▶ **TASK**: Copy every one of the records below line for line, without changing a single character.

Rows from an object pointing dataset
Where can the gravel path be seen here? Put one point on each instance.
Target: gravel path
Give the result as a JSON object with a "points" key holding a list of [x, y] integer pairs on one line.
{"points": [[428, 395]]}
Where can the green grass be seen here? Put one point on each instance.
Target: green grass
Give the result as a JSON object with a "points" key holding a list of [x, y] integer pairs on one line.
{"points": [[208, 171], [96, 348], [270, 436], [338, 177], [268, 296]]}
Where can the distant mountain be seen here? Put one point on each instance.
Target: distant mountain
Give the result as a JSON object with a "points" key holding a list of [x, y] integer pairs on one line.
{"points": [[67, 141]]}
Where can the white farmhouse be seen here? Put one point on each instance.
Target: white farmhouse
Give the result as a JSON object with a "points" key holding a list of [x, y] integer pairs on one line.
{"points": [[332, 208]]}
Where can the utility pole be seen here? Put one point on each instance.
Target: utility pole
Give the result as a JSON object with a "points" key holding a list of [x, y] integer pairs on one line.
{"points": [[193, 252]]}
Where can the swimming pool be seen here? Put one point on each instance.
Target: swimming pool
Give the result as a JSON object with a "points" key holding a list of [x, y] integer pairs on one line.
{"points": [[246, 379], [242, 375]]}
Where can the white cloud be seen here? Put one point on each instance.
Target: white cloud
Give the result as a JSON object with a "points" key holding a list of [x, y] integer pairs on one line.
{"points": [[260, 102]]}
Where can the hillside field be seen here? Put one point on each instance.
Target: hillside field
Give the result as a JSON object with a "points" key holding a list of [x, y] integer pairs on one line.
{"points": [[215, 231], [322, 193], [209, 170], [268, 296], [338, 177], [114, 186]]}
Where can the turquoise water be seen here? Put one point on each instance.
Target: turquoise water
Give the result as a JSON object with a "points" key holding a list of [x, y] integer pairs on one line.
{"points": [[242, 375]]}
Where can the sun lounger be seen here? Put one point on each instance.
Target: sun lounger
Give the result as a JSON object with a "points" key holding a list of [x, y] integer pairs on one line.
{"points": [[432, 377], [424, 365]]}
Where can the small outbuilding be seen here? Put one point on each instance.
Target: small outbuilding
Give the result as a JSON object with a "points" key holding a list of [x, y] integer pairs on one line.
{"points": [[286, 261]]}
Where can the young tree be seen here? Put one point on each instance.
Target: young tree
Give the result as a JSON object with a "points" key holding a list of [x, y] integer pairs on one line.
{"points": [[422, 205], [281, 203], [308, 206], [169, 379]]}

▶ **WRITTEN ANSWER**:
Where can the gravel path be seen here? Put one point on each instance.
Target: gravel path
Give the result as a JSON object with a "points" key holding a list of [x, y] integer pairs on one line.
{"points": [[428, 395]]}
Where can the green grass be seen here? Put one point on each instance.
Target: green grass
Give the result as a JSON object with a "points" key holding a list of [x, y] integer pairs on one line.
{"points": [[208, 171], [96, 348], [270, 436], [338, 177], [268, 296]]}
Where can the distant mountain be seen here? Put one point on each instance.
Target: distant mountain
Give the result as a JSON object with a "points" key holding a list of [x, y] integer pairs on one line.
{"points": [[67, 141]]}
Where can the white farmhouse be seen here? Put one point on each instance.
Target: white farmhouse
Give the result as a JSON object with a "points" key holding a list of [x, y] integer pairs on one line.
{"points": [[332, 208]]}
Where can the utility pole be seen here? Put one point on each instance.
Target: utility pole
Give the result as a JSON object with a "points" key holding a list of [x, y] integer pairs on one line.
{"points": [[193, 252]]}
Where can the swimming pool be seen here? Put one point on each instance.
Target: swimming pool
Give the result as a JSON object with a "points" key holding a list of [x, y] integer pairs on one line.
{"points": [[246, 379], [242, 375]]}
Where can the white cloud be seen here? Put one point on each instance.
Target: white cloud
Give the result as a JSON object with a "points" key holding a list of [x, y] integer pairs on one line.
{"points": [[260, 102]]}
Where can the hillside field be seen here? Put one point on each instance.
Target: hillside field
Give the result as a JSON object with a "points" key holding a list of [x, y] integer pairs on one line.
{"points": [[215, 231], [322, 193], [209, 170], [268, 296], [338, 177], [114, 186]]}
Where can the turquoise water be seen here? Put one point on each instance.
Target: turquoise water
Give the result as a JSON object with a "points" key holding a list of [x, y] integer pairs on one line.
{"points": [[242, 375]]}
Where can the sun lounger be seen here? Put one point on each instance.
Target: sun lounger
Give the result as a JSON object with a "points" key holding a list of [x, y] integer pairs on one line.
{"points": [[432, 377], [424, 365]]}
Where can the small outbuilding be seen here? Put one point on each instance.
Target: small outbuilding
Give the result as a JSON object with a "points" key holding a list of [x, y] integer pairs on one line.
{"points": [[286, 261]]}
Where can the young tree be seen here? Put one point on each instance.
Target: young tree
Give the result as a JSON object with a "points" key holding a list of [x, y] integer pairs on one line.
{"points": [[422, 205], [281, 203], [308, 206], [169, 379]]}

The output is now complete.